## Challenge
Extract every line starting at the line that contains "Please mark every instance of the pedestrian" and ending with the final line of the data, inclusive; give only those lines, word for word.
- - - - -
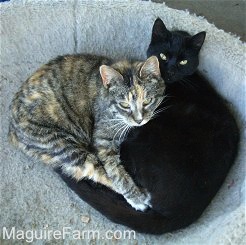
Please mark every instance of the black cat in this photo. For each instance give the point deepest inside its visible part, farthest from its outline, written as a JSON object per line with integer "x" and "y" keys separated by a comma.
{"x": 183, "y": 156}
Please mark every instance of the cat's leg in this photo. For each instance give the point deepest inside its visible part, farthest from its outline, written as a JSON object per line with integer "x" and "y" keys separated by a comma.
{"x": 122, "y": 182}
{"x": 58, "y": 149}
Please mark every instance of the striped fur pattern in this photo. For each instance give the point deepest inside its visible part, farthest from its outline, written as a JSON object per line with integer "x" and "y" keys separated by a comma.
{"x": 74, "y": 112}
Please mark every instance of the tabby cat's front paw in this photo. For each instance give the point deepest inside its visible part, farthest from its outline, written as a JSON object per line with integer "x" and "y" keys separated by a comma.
{"x": 140, "y": 202}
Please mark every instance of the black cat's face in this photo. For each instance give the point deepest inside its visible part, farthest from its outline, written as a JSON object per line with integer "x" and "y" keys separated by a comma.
{"x": 177, "y": 51}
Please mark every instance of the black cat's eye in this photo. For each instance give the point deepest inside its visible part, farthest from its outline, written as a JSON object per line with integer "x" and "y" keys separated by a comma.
{"x": 147, "y": 101}
{"x": 183, "y": 62}
{"x": 163, "y": 56}
{"x": 124, "y": 105}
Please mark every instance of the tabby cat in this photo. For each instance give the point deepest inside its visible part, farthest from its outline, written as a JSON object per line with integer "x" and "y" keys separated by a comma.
{"x": 181, "y": 157}
{"x": 74, "y": 112}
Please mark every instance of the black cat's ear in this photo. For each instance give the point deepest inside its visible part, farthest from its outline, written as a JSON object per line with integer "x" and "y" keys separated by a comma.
{"x": 109, "y": 74}
{"x": 150, "y": 67}
{"x": 197, "y": 40}
{"x": 159, "y": 31}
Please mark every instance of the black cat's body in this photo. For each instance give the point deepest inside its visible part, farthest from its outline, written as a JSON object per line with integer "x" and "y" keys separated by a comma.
{"x": 182, "y": 157}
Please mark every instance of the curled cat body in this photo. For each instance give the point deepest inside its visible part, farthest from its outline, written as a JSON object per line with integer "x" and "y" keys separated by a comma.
{"x": 74, "y": 112}
{"x": 182, "y": 157}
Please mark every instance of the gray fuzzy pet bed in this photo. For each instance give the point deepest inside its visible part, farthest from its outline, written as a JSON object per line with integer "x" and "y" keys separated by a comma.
{"x": 33, "y": 197}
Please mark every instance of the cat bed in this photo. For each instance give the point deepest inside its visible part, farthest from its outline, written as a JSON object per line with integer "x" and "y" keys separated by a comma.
{"x": 32, "y": 32}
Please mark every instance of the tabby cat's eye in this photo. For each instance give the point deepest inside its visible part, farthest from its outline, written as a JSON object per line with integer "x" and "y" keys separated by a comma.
{"x": 183, "y": 62}
{"x": 147, "y": 101}
{"x": 163, "y": 56}
{"x": 124, "y": 105}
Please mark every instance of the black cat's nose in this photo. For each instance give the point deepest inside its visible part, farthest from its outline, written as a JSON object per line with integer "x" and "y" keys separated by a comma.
{"x": 139, "y": 121}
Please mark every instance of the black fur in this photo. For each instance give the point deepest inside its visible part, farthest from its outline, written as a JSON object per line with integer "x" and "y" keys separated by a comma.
{"x": 182, "y": 157}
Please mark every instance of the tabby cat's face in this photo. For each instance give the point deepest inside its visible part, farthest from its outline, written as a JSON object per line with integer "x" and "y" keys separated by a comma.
{"x": 177, "y": 51}
{"x": 134, "y": 90}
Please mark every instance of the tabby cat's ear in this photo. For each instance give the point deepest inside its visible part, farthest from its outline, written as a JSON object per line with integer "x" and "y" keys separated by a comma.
{"x": 109, "y": 74}
{"x": 150, "y": 67}
{"x": 197, "y": 40}
{"x": 159, "y": 31}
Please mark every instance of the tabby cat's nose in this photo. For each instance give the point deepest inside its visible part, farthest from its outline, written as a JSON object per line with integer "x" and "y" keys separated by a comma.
{"x": 139, "y": 121}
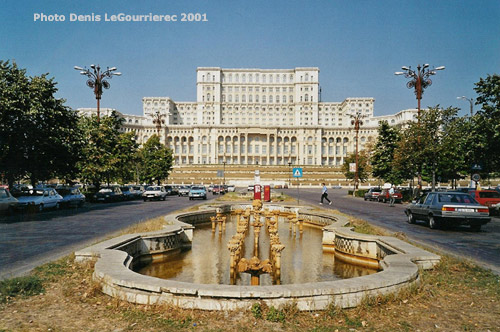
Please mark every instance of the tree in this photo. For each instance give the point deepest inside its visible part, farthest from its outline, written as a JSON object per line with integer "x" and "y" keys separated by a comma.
{"x": 127, "y": 157}
{"x": 108, "y": 154}
{"x": 435, "y": 146}
{"x": 40, "y": 134}
{"x": 383, "y": 154}
{"x": 156, "y": 161}
{"x": 363, "y": 166}
{"x": 14, "y": 101}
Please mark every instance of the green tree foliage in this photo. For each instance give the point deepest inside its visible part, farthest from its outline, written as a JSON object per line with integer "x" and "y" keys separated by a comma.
{"x": 436, "y": 146}
{"x": 485, "y": 145}
{"x": 382, "y": 156}
{"x": 108, "y": 155}
{"x": 156, "y": 161}
{"x": 363, "y": 166}
{"x": 39, "y": 135}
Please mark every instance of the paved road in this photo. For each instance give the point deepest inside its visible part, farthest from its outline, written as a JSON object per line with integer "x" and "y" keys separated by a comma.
{"x": 482, "y": 247}
{"x": 29, "y": 240}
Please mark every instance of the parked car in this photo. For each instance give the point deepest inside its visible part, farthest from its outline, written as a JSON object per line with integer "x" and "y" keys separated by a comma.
{"x": 184, "y": 190}
{"x": 154, "y": 193}
{"x": 175, "y": 190}
{"x": 39, "y": 199}
{"x": 137, "y": 191}
{"x": 487, "y": 197}
{"x": 71, "y": 196}
{"x": 218, "y": 190}
{"x": 197, "y": 192}
{"x": 109, "y": 194}
{"x": 8, "y": 203}
{"x": 453, "y": 208}
{"x": 372, "y": 194}
{"x": 385, "y": 197}
{"x": 169, "y": 190}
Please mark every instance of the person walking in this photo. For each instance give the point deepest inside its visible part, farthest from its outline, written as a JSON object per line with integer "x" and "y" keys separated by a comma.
{"x": 324, "y": 195}
{"x": 391, "y": 196}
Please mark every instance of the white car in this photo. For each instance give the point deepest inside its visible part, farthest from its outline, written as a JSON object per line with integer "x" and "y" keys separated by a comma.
{"x": 39, "y": 199}
{"x": 154, "y": 193}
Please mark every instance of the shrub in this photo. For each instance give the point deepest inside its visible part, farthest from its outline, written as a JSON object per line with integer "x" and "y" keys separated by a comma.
{"x": 22, "y": 286}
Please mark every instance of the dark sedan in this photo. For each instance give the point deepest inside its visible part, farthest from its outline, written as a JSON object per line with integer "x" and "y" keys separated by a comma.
{"x": 372, "y": 194}
{"x": 109, "y": 194}
{"x": 452, "y": 208}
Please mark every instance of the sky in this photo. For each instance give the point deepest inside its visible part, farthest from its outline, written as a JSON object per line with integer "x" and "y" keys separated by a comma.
{"x": 356, "y": 44}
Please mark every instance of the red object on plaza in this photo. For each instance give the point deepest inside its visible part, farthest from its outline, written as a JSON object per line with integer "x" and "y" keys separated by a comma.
{"x": 257, "y": 192}
{"x": 267, "y": 193}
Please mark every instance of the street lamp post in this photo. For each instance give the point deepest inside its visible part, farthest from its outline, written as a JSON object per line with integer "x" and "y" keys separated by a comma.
{"x": 224, "y": 172}
{"x": 471, "y": 101}
{"x": 289, "y": 172}
{"x": 97, "y": 81}
{"x": 357, "y": 122}
{"x": 419, "y": 80}
{"x": 158, "y": 121}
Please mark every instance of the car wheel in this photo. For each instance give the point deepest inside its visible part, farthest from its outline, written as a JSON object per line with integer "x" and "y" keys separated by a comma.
{"x": 411, "y": 218}
{"x": 432, "y": 223}
{"x": 475, "y": 228}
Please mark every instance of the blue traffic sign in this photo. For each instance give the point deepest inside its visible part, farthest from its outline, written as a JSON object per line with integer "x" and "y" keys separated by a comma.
{"x": 297, "y": 172}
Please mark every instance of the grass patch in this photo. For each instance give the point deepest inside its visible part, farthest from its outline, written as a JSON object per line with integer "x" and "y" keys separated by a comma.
{"x": 363, "y": 227}
{"x": 20, "y": 287}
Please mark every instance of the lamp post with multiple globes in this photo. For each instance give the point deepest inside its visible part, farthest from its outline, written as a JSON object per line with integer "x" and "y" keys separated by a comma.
{"x": 97, "y": 81}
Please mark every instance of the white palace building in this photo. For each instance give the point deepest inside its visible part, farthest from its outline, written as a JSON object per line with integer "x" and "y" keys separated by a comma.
{"x": 258, "y": 116}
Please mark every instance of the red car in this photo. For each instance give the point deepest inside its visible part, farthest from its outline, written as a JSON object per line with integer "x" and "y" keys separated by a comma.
{"x": 218, "y": 190}
{"x": 487, "y": 197}
{"x": 385, "y": 197}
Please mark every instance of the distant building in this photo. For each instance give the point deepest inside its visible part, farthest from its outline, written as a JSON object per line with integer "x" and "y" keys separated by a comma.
{"x": 258, "y": 116}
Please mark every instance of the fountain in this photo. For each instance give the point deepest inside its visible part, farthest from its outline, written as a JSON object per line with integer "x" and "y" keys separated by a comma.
{"x": 239, "y": 236}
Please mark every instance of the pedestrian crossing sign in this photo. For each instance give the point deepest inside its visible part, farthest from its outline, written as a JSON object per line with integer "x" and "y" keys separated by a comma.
{"x": 297, "y": 172}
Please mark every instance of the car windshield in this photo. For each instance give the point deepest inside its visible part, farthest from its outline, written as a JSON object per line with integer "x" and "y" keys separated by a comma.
- - - - -
## Written response
Please mark every instance of the pedestrian crossing sign in this photo. For each instance give the point deepest inside its visible part, farthest from its outline, written as a JSON object per line with integer "x" and "y" keys separated by a comma.
{"x": 297, "y": 172}
Please mark every instance of the car windshield in this photo. For each instance give the point deepest inside its visible part, farthest from its outline, written as a JSON object per line with integer "x" and "y" keys separated by a comma.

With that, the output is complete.